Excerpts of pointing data

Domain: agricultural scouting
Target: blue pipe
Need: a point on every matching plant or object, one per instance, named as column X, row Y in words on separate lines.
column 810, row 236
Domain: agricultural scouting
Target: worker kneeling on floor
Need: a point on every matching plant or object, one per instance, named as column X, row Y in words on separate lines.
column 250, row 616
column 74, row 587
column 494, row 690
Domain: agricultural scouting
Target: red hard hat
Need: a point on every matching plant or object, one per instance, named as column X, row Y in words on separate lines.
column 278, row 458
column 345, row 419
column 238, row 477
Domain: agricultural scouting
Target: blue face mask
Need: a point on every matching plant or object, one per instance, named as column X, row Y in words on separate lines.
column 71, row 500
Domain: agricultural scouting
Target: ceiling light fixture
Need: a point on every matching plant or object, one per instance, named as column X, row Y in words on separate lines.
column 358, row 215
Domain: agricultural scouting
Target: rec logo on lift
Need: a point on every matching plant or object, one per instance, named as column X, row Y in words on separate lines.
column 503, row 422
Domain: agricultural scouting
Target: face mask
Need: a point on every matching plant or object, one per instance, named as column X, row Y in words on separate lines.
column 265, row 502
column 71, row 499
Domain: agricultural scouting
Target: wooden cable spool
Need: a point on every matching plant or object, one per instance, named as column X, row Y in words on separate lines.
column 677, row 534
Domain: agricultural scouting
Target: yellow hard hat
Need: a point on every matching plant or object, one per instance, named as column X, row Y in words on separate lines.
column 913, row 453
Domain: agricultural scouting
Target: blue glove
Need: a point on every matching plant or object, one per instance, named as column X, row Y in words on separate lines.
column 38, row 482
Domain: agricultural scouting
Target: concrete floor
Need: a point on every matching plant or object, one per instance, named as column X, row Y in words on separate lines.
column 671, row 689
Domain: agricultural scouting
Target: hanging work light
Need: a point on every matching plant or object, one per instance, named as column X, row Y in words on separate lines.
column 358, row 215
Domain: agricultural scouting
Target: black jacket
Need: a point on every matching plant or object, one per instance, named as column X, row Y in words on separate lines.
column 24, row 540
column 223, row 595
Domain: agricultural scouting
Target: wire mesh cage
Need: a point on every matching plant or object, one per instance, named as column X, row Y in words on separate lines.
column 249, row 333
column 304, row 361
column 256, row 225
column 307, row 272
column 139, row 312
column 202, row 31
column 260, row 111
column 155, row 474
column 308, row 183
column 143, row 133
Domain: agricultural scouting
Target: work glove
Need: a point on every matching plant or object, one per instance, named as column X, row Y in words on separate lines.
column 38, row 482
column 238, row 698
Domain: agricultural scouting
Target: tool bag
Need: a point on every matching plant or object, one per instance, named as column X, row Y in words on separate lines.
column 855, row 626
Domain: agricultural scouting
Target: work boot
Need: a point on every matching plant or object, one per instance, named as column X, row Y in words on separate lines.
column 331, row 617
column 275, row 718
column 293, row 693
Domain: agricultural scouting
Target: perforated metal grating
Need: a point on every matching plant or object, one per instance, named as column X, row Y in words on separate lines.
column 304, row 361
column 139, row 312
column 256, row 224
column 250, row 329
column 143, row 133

:: The request ::
Return the material in full, exactly as shown.

:: Answer to this problem ::
Domain: agricultural scouting
Target: blue pipe
Need: a point on every matching plant or object, one per instance, named as column X, row Y in words on separate lines.
column 810, row 236
Domain: agricultural scouting
Target: worker kneeling on floor
Need: a point on every matching plant or object, one per instance, named as column X, row Y in words on separate lines.
column 250, row 616
column 74, row 587
column 494, row 690
Domain: agricultural scouting
Target: red hard hat
Need: a point on every matching plant or object, one per instance, named as column X, row Y in words on separate lines.
column 278, row 458
column 345, row 419
column 238, row 477
Domain: agricultural scouting
Target: blue face mask
Need: a point on every matching plant or object, one per instance, named as column X, row Y in words on separate lines.
column 71, row 500
Domain: agricultural scouting
Target: ceiling light fixture
Need: a point on every matching plant or object, one per instance, named as column X, row Y in words on separate lines.
column 358, row 215
Domain: agricultural scouting
Target: rec logo on lift
Need: a point on every matching plant or object, one per instance, named as column X, row Y in words on separate lines.
column 503, row 422
Domain: agricultural scouting
Target: face mask
Need: a point on every matching plant or object, one per instance, named as column X, row Y in words on separate lines.
column 265, row 502
column 71, row 499
Domain: agricultural scouting
Target: wooden cable spool
Need: a point on every matching plant or object, one per instance, named as column X, row Y in words on separate lines.
column 677, row 534
Domain: agricultural scouting
Target: yellow hard hat
Need: a point on every matching plant or object, one per instance, named as column X, row Y in words on separate lines.
column 913, row 453
Domain: agricultural scouting
Target: blue glove
Need: a point on every matching plant or object, one per instance, named as column X, row Y in words on separate lines.
column 38, row 482
Domain: agricultural scouting
Target: concrete floor
Need: a point on every matching plant or object, one per instance, named as column X, row Y in words on separate lines.
column 671, row 689
Domain: agricultural scouting
Target: hanging work light
Need: a point on every matching plant or object, one per instance, named as column X, row Y in words on separate lines.
column 358, row 215
Domain: agricultural scouting
Target: black jacket
Need: a point on every matching plant or object, one per instance, named as column X, row Y in words on separate lines.
column 24, row 540
column 223, row 595
Domain: agricultural scouting
Target: wire mesh cage
Need: a point on every matching plant or object, one per instance, named as column X, row Y in words on separate lines.
column 249, row 333
column 304, row 361
column 256, row 225
column 307, row 272
column 139, row 312
column 202, row 31
column 260, row 111
column 155, row 474
column 308, row 183
column 143, row 133
Domain: agricultural scouting
Target: work glove
Need: a point on every matching plant or object, one per instance, named as column X, row Y in words on separate lines.
column 38, row 482
column 238, row 698
Domain: agricultural scouting
Target: tool bag
Need: a point on every matching plant or object, one per instance, named as column X, row Y in words on separate lines.
column 855, row 626
Domain: agricultural scouting
Target: work boot
Need: a point on every matching plant or object, one per instance, named as column X, row Y in words on separate lines.
column 331, row 617
column 275, row 718
column 293, row 693
Domain: agricultural scouting
Target: perforated metal grating
Need: a point on every matching plant or object, one per instance, named as column X, row Y in words on separate lines.
column 304, row 361
column 139, row 312
column 256, row 224
column 250, row 329
column 143, row 133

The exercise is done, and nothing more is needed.